(Text shown Opens)

News From Terre Haute, Indiana

Local & Bistate

April 26, 2012

Campus copes with loss of president

Rose students say their farewells

TERRE HAUTE —

Saddened by the sudden death of Rose-Hulman President Matt Branam, student Hobey Tam found a special way to pay tribute.

He spent 10 hours — from 8 p.m. Sunday through 6 a.m. Monday — on a chalk drawing that incorporates three images of Branam. One corner reads, “Rose’s very own son.”

With permission from campus authorities, Tam drew his tribute on a brick wall in Root Quadrangle near the entrance to the student commons area of Moench Hall.

He described his painstaking effort as “a therapeutic coping mechanism. …  Honestly, I thought about all the stuff I didn’t get a chance to say to him. I think a lot of students are regretting that now.”

Branam, the 14th president of Rose-Hulman Institute of Technology, died Friday after a sudden medical emergency in his office. A public memorial service, a “Celebration of a Great Life,” is scheduled for 1 p.m. Saturday in the Sports and Recreation Center on campus.

Tam and other students used to meet with Branam for lunch or dinner about once a month. “He was glad to talk with students” and also wanted their feedback as part of the school’s “Great Debate” strategic planning process, he said.

Tam and a few other students had met with Branam at a local dining establishment just two days before his death. “That’s my last memory of him. He was shaking my hand and smiling like there was no tomorrow,” said Tam, a senior who graduates next month.

In doing the chalk memorial, he used a projector to get outlines of Branam from photos that had been on the Rose-Hulman website.

“Rose lost a visionary leader,” said Tam, a  biomedical engineering and biochemistry double major from the Indianapolis area. He once aspired to be a tattoo artist, but his family did not share his enthusiasm for that career goal.

Chalk was placed at a nearby wall, and students could write tributes to Branam. One read, “I will miss shaking your hand at graduation.” Another stated, “We will work to continue what you stood for.”

(Text shown Closes)
(Raw data Opens)

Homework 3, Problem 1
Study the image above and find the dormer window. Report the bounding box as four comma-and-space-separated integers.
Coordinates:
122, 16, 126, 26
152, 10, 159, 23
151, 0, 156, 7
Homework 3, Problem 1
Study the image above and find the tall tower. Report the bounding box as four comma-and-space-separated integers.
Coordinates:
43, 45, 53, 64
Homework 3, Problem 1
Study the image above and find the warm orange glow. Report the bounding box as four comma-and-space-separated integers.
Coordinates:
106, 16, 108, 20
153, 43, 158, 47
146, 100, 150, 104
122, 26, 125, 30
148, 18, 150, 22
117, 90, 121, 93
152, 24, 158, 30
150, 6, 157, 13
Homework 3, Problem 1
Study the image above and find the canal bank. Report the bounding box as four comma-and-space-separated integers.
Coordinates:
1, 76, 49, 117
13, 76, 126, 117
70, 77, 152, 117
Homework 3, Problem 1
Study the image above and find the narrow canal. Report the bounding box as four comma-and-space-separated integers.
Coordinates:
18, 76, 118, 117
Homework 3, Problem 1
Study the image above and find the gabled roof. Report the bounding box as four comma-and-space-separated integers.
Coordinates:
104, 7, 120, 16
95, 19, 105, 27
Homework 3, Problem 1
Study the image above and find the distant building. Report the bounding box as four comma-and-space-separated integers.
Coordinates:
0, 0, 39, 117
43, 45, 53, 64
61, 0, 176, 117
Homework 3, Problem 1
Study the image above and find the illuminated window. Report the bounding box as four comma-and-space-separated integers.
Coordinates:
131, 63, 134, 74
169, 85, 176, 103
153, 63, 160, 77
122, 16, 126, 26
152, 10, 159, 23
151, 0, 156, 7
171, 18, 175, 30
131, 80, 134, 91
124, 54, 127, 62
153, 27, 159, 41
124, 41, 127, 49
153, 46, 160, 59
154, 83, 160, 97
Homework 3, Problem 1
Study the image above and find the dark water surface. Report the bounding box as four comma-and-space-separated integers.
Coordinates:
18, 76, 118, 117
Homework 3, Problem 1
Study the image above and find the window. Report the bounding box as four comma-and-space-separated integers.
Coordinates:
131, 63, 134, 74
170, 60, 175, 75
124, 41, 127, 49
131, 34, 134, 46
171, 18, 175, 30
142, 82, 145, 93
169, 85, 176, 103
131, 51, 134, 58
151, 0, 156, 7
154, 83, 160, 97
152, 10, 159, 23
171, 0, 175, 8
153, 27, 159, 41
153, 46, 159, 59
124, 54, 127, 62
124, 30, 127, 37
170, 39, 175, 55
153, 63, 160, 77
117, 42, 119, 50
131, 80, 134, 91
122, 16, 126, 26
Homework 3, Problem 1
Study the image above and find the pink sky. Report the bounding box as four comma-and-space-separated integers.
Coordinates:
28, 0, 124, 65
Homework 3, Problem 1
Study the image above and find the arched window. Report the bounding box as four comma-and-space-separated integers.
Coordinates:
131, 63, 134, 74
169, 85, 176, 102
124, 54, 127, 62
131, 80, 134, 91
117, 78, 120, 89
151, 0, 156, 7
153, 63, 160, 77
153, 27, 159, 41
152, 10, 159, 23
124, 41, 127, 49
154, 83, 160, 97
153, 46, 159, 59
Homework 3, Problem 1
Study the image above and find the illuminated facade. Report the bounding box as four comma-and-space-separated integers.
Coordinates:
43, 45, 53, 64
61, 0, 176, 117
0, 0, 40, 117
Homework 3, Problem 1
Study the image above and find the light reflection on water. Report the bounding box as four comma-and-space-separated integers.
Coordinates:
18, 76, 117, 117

(Raw data Closes)

▸ **Prompt**:
According to the news article, how long did Hobey Tam spend on his chalk drawing of Branam? The entries are separate material, unrelated to the news article.

▸ **Output of the task**:
He spent 10 hours on it, from 8 p.m. Sunday through 6 a.m. Monday.